++++ Verilen metin ++++

2013 yılında “çözüm süreci” olarak kamuoyuna sunulan İmralı merkezli görüşmeler, görünüşte barış ve demokratikleşme amacı taşısa da, arka planında iç siyasetteki denge oyunları ve dış politikadaki yönelimler doğrultusunda tasarlanmış bir mühendislik süreciydi. Abdullah Öcalan’ın “barış elçisi” olarak lanse edilmesi ve Kandil ile kurulan doğrudan temaslar, devletin terörle mücadele anlayışında dramatik bir kırılmaya işaret ediyordu. Süreç boyunca silahların gömüleceği ve siyasetin ön plana çıkacağı yönündeki söylemler, esasen kamuoyunu hazırlamak ve muhalefeti pasifize etmek adına kullanılan taktiksel araçlardı (Watts, 2010). Ancak bu görüntünün ardında, silahlı yapının tasfiyesinden çok, yeniden konumlandırılması yatıyordu.

İmralı süreci, aynı zamanda Erdoğan’ın başkanlık hedefiyle doğrudan bağlantılıydı. AKP hükümeti, bu süreç aracılığıyla güneydoğulu seçmenlerin desteğini alarak 2014 Cumhurbaşkanlığı seçimi ve sonrasındaki anayasal dönüşüm için gerekli zemini inşa etmeye çalıştı. Öcalan’a verilen mesajların, devlet yetkilileri aracılığıyla HDP heyetleri tarafından kamuoyuna servis edilmesi; demokratik şeffaflıktan çok, halkla ilişkiler stratejisine dayalı bir tiyatro gösterisiydi. Ne var ki Kandil’in ve HDP’nin bazı aktörlerinin bu süreci içselleştirmemesi, sahadaki silahlı yapı ile masadaki siyasal aktörlerin söylem tutarsızlıklarını giderek görünür hâle getirmiştir (Gürer, 2015). Süreç boyunca hem devlet hem örgüt açısından “çift yönlü oyalama” yaşanmış, taraflar birbirini taktiksel olarak kullanmış ama stratejik güven inşa edememiştir.
“Çözüm sürecinin” mimarlarından biri olan dönemin MİT Müsteşarı Hakan Fidan’ın ((2009–2015) daha sonra İbrahim Kalın bu rolü üstlendi)) bizzat İmralı’ya giderek Abdullah Öcalan’la müzakerelere katılması, sürecin bir istihbarat operasyonu boyutu taşıdığını göstermektedir. Fidan hakkında 2012 yılında açılmak istenen “KCK davası” ve bu dava üzerinden dönemin Başbakanı Erdoğan’a yöneltilen siyasi hamleler, çözüm sürecinin bir yönüyle uluslararası güç mücadelesinin arenası hâline geldiğini açıkça ortaya koymuştur (Gürsel, 2016). Bu noktada süreç, yalnızca iç barışa dair bir mesele olmaktan çıkmış; küresel güç dengelerinin, bölgesel harita planlamalarının ve Türkiye içindeki iktidar kavgalarının düğüm noktası olmuştur. “Barış “ söyleminin ardında dönen istihbarat savaşları ve siyasi hesaplar, sürecin aktörleri arasında gerçek bir mutabakat zemini oluşmasını engellemiştir.

++++ Gösterilen kayıtlar ++++

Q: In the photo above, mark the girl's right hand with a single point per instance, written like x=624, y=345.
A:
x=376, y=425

++++
++++ Gösterilen kayıtlar ++++

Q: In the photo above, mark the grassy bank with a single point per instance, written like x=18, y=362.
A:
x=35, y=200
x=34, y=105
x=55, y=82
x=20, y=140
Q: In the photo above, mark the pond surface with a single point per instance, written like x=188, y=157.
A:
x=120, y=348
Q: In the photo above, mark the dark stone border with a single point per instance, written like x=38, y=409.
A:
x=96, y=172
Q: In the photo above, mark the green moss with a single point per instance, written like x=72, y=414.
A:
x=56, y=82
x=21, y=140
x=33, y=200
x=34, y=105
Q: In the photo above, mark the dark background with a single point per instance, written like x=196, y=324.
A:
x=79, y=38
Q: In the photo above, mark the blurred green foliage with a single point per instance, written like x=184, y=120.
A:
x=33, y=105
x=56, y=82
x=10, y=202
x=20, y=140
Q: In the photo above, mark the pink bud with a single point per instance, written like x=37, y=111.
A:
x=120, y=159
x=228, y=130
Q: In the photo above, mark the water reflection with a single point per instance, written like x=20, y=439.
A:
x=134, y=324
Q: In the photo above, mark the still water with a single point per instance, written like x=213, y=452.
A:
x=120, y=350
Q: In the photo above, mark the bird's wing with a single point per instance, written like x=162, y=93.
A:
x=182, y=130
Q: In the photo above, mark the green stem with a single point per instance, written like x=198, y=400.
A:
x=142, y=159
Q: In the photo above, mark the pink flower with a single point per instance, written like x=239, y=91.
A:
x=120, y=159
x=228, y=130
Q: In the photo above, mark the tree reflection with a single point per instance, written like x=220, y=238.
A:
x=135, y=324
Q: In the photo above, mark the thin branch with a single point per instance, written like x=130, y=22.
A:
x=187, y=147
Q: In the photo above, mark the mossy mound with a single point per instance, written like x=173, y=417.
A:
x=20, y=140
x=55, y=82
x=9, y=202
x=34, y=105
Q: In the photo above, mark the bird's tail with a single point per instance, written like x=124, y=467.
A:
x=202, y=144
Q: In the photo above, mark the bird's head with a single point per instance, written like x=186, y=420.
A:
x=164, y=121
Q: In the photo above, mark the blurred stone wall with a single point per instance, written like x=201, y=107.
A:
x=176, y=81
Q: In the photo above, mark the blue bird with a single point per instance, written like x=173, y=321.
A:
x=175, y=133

++++

Çözüm süreciyle ilgili metne göre, 2012 yılında hakkında “KCK davası” açılmak istenen kişi kimdir? Cevap verirken yalnızca metni kullan.

Dönemin MİT Müsteşarı Hakan Fidan.